= Requirements =
Copy every row below word for word, but leave the pictures out of your answer.

= Excerpted records =

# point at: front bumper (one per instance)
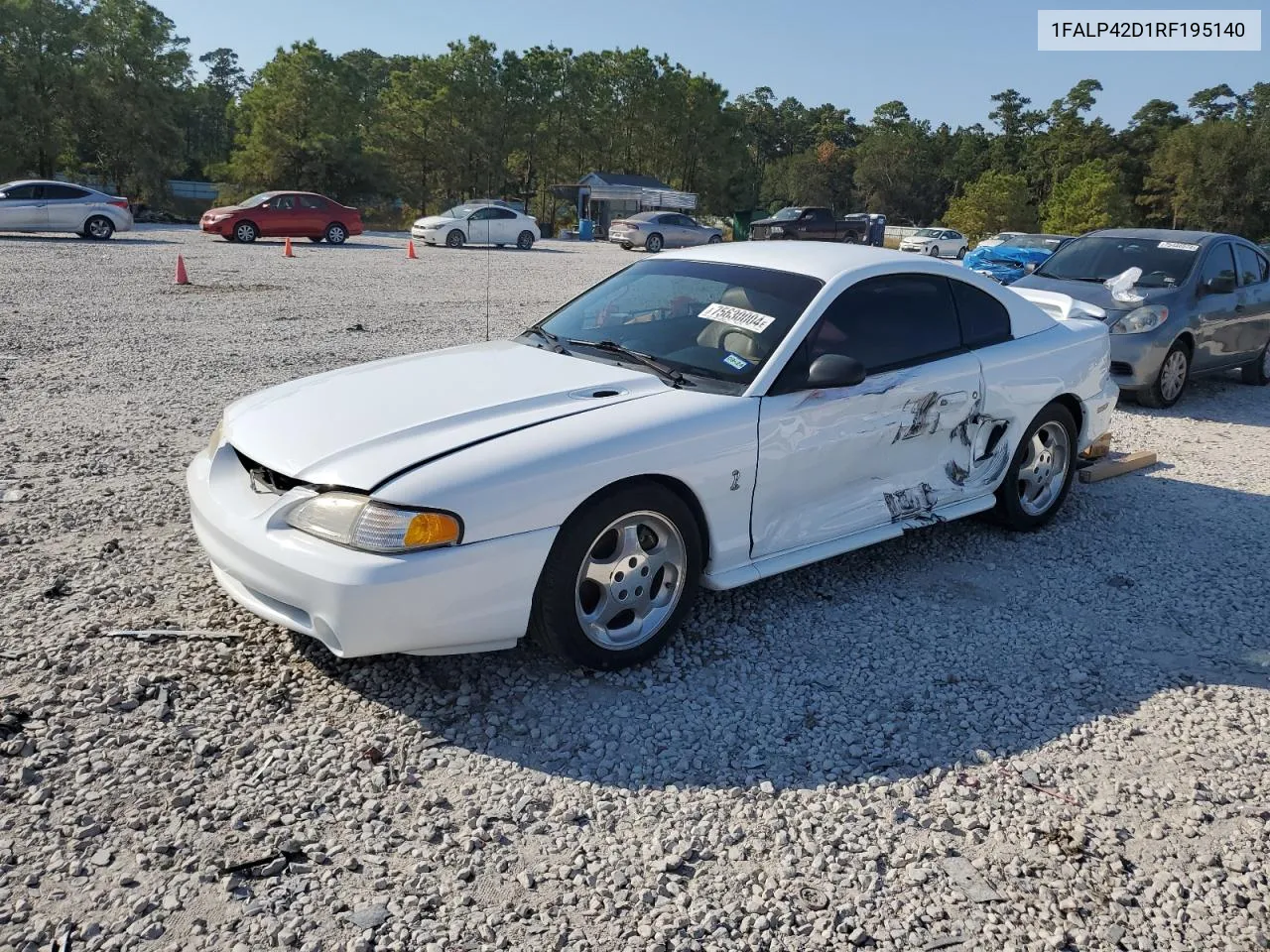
(1137, 358)
(474, 597)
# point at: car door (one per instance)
(477, 226)
(837, 462)
(23, 208)
(504, 227)
(1215, 327)
(67, 211)
(312, 216)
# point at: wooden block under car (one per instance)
(1098, 448)
(1118, 465)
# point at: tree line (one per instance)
(108, 90)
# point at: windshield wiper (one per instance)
(554, 340)
(666, 372)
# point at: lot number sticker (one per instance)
(738, 317)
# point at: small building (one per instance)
(603, 197)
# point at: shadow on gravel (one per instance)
(1218, 399)
(916, 654)
(122, 238)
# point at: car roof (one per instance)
(1194, 238)
(817, 259)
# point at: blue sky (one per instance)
(942, 59)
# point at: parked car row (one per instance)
(39, 204)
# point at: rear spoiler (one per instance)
(1061, 306)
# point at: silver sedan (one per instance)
(657, 230)
(37, 204)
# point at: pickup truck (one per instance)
(811, 225)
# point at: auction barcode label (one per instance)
(737, 317)
(1223, 31)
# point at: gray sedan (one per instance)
(36, 204)
(657, 230)
(1179, 303)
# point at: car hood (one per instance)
(359, 425)
(434, 221)
(1095, 294)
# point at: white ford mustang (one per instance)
(707, 417)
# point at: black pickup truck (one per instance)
(811, 225)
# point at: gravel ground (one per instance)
(962, 739)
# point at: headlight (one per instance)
(214, 442)
(359, 522)
(1141, 320)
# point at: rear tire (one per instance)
(99, 227)
(1257, 372)
(629, 563)
(1040, 472)
(1171, 380)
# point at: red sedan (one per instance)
(285, 214)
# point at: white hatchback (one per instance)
(36, 204)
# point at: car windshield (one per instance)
(705, 318)
(1096, 258)
(255, 199)
(1047, 243)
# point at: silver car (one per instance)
(657, 230)
(39, 204)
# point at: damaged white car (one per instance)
(703, 417)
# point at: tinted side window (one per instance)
(890, 321)
(1218, 264)
(1252, 267)
(984, 320)
(64, 191)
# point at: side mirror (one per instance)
(830, 371)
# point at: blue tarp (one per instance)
(1006, 262)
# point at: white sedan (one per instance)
(477, 223)
(37, 204)
(702, 417)
(937, 243)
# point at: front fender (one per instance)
(536, 477)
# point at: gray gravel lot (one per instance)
(970, 738)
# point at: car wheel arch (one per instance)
(677, 486)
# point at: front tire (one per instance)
(1171, 380)
(99, 227)
(1257, 373)
(620, 578)
(1040, 474)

= Response for this exercise =
# point at: front bumper (one per instance)
(1137, 358)
(474, 597)
# point at: car door (one per instance)
(477, 226)
(837, 462)
(23, 208)
(504, 227)
(1215, 327)
(67, 211)
(312, 216)
# point at: wooden block under car (one per instance)
(1098, 448)
(1118, 465)
# point at: tree line (one per instance)
(108, 90)
# point at: windshield wiper (one per instance)
(554, 340)
(666, 372)
# point at: lot number sticker (one per instance)
(738, 317)
# point at: small building (one per instance)
(603, 197)
# point at: shadow on gravel (one per instance)
(1218, 399)
(916, 654)
(122, 238)
# point at: car roof (one per instance)
(1194, 238)
(817, 259)
# point at: blue sky (one per instance)
(942, 59)
# point at: parked car row (one per instance)
(39, 204)
# point at: rear spoiler (one per instance)
(1061, 306)
# point at: silver sedan (one per instance)
(657, 230)
(37, 204)
# point at: pickup truck (one per instance)
(811, 225)
# point at: auction barcode label (one per instance)
(737, 317)
(1223, 31)
# point at: gray sedan (one per instance)
(36, 204)
(657, 230)
(1179, 303)
# point at: car hood (one per instance)
(359, 425)
(434, 221)
(1095, 294)
# point at: white ford mustang (one per instance)
(707, 417)
# point at: black pickup truck (one per instance)
(811, 225)
# point at: gravel ground (one per instance)
(962, 739)
# point at: headlight (one per instance)
(214, 442)
(359, 522)
(1141, 320)
# point at: rear tire (one per instance)
(99, 227)
(1257, 372)
(629, 563)
(1040, 472)
(1171, 380)
# point at: red sedan (one per instance)
(285, 214)
# point at: white hatchback (one per instance)
(36, 204)
# point at: car windshield (one per instance)
(705, 318)
(1096, 258)
(255, 199)
(1047, 243)
# point at: silver car (one per instance)
(657, 230)
(39, 204)
# point at: damaged white car (one per instance)
(703, 417)
# point at: tinted side window (one per instance)
(890, 321)
(1218, 264)
(1252, 267)
(984, 320)
(64, 191)
# point at: side mirror (one per instance)
(830, 371)
# point at: blue tarp (one per instance)
(1006, 262)
# point at: white sedan (one per instance)
(477, 223)
(37, 204)
(702, 417)
(937, 243)
# point at: front fender (one per instance)
(536, 477)
# point at: gray gravel lot (one per instance)
(970, 738)
# point at: car wheel arch (one per instance)
(677, 486)
# point at: front tire (one per instance)
(1171, 380)
(99, 227)
(1257, 373)
(620, 578)
(1040, 474)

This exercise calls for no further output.